The experiment results showed a consistent pattern across all major metrics. First, from an efficiency perspective, the AI-based filter recommendation system produced clear improvements compared to manual keyword filtering. Specifically, the group using RAG-based filter recommendations showed a time reduction of roughly 90–100+ seconds on average in the search setup stage (with 75.7 seconds being the statistically significant effect), and this effect was observed consistently regardless of whether participants had IT domain knowledge. This indicates that the efficiency gain is not limited to a specific user subgroup, but rather represents a universal efficiency effect that operates independent of user expertise.

This time reduction has particular significance in global and cross-border hiring. In global hiring, cognitive burden associated with role understanding, technical interpretation, and filter setup increases further due to country and language differences. The experiment results empirically demonstrate that an AI-based approach can absorb this burden at the system level without relying on individual expertise.

The second notable result was the task dropout rate. In the manual keyword filtering environment, about 14% of participants dropped out during the stage where they had to configure filters directly, whereas in the AI-based filter recommendation environment, this dropout phenomenon decreased substantially. As a result, the overall task completion rate increased by more than about 16 percentage points. This suggests that the filter setup stage itself had been acting as a structural barrier to entry for users, and that by removing this bottleneck, AI meaningfully improved task persistence.

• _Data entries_

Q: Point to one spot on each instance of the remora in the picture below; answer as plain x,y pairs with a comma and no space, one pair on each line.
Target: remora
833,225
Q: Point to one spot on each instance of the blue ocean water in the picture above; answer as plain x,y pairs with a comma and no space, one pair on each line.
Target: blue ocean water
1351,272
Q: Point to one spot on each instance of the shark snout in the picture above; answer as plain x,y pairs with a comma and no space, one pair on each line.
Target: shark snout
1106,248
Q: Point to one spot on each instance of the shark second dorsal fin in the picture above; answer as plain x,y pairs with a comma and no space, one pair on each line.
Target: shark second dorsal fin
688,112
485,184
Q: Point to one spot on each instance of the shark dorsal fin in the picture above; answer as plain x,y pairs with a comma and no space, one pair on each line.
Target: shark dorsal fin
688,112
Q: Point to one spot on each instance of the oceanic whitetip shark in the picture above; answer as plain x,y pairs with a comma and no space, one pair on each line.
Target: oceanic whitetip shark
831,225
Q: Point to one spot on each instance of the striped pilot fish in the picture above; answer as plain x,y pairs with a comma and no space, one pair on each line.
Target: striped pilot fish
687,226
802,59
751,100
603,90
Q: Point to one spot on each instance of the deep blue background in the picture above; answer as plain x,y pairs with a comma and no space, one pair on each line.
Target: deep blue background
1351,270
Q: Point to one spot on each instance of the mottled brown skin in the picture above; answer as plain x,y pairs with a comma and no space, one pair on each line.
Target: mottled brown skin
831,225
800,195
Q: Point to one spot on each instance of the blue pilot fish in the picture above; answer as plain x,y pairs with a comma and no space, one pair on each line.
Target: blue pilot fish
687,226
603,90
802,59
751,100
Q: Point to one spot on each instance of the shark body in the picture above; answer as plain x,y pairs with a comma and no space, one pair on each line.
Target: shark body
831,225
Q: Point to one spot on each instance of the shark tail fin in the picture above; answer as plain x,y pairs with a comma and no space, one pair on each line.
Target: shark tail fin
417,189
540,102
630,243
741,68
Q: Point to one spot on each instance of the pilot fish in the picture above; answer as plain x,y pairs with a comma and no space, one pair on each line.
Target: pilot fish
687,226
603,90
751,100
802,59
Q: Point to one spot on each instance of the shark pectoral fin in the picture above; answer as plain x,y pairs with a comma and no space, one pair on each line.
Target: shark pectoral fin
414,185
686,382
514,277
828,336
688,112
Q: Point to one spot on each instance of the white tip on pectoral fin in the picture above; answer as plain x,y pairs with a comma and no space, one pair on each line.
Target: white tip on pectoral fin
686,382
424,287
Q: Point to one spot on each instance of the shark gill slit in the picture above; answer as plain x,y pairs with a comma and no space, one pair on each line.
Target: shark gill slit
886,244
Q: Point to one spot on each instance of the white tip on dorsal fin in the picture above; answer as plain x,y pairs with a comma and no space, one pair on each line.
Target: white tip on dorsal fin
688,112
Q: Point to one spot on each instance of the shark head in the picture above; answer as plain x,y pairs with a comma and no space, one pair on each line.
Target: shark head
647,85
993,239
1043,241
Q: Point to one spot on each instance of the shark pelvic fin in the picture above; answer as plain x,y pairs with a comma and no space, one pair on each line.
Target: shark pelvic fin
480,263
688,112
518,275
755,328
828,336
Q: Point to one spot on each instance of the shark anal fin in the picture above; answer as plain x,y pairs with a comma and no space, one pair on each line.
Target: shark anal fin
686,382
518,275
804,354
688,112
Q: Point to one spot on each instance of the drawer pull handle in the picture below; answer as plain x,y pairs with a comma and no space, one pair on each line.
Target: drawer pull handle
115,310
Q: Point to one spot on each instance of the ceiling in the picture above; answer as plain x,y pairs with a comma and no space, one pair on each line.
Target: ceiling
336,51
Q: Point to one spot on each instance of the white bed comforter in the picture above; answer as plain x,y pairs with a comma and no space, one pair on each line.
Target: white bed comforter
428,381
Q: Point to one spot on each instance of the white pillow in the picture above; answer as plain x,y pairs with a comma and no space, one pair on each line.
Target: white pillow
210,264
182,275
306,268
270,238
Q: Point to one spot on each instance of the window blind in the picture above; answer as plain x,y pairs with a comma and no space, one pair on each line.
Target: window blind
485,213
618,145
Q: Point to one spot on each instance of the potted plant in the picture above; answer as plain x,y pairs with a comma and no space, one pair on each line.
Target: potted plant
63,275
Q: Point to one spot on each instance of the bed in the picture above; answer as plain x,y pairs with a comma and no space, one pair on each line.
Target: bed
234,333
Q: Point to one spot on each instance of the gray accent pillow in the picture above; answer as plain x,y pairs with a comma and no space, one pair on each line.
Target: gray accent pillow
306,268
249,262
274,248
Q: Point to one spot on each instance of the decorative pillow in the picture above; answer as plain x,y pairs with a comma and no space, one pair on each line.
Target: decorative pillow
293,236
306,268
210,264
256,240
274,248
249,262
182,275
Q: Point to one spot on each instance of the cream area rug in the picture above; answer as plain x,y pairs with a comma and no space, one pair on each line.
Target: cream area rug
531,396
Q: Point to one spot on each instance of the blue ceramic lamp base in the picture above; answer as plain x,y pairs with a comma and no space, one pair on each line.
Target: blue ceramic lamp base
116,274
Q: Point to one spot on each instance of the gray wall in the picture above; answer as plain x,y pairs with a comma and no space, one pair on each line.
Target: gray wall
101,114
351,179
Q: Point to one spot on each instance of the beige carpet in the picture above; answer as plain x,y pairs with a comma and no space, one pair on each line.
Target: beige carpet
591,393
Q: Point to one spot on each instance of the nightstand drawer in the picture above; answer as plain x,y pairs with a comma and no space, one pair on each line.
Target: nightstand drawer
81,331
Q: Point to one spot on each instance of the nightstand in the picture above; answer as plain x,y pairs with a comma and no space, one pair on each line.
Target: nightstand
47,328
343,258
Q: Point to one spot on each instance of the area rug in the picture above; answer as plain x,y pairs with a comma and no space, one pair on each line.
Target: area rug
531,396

• _Problem 1_
In two sentences, summarize the passage about AI filter recommendations.
• _Problem 2_
Retype the passage about AI filter recommendations from "This time reduction" to "on individual expertise.".
• _Problem 3_
Continue the passage about AI filter recommendations from where it stops.

• _Task response 1_
The AI-based filter recommendation system cut search setup time compared with manual keyword filtering, with a statistically significant effect of 75.7 seconds that held regardless of participants' IT domain knowledge. It also substantially reduced the roughly 14% dropout seen when participants configured filters manually, raising the overall task completion rate by more than about 16 percentage points.

• _Task response 2_
This time reduction has particular significance in global and cross-border hiring. In global hiring, cognitive burden associated with role understanding, technical interpretation, and filter setup increases further due to country and language differences. The experiment results empirically demonstrate that an AI-based approach can absorb this burden at the system level without relying on individual expertise.

• _Task response 3_
This result becomes even more important in global hiring. In cross-border hiring, the judgment required during filter setup becomes more complex and uncertainty increases, making early dropout more likely. The experiment suggests that AI-based filter recommendations can structurally alleviate the problem that global talent exploration “fails to even start,” by removing the initial entry barrier.

Meanwhile, in the candidate exploration stage after search setup, an interesting result emerged. Behavioral exploration metrics—such as the number of candidate detail views, page navigation counts, and time spent reviewing candidates—did not show statistically significant differences depending on AI usage. This implies that the time saved through AI was not reinvested into expanding the depth or breadth of exploration; instead, it was used to shorten the overall task time.

This finding aligns with real decision-making strategies in global hiring. In global hiring contexts, HR often adopts a satisficing strategy—securing sufficiently satisfactory candidates quickly—rather than exploring indefinitely for an “optimal” candidate. AI-based filter recommendations appear to have reinforced this realistic decision strategy, and this can be interpreted as a result that fits practical global hiring contexts.

The cognitive load analysis also provides important implications. Across the full sample, AI-based filter recommendations showed an effect in the direction of reducing subjective cognitive load (mental demand and effort), and this effect remained even after controlling for age and gender. This suggests that by removing unnecessary clicks and manipulations, AI effectively reduced extrinsic cognitive load.

However, within the non-expert group, an interesting cognitive mismatch was observed. Even though search speed improved by more than about 2x with AI usage, the subjectively reported cognitive load did not decrease substantially. This can be interpreted as follows: while the extrinsic burden of manipulating filters decreased, intrinsic cognitive load—uncertainty about “what to search for”—still remained. In the experimental results, the KAIST researchers defined this phenomenon as load substitution.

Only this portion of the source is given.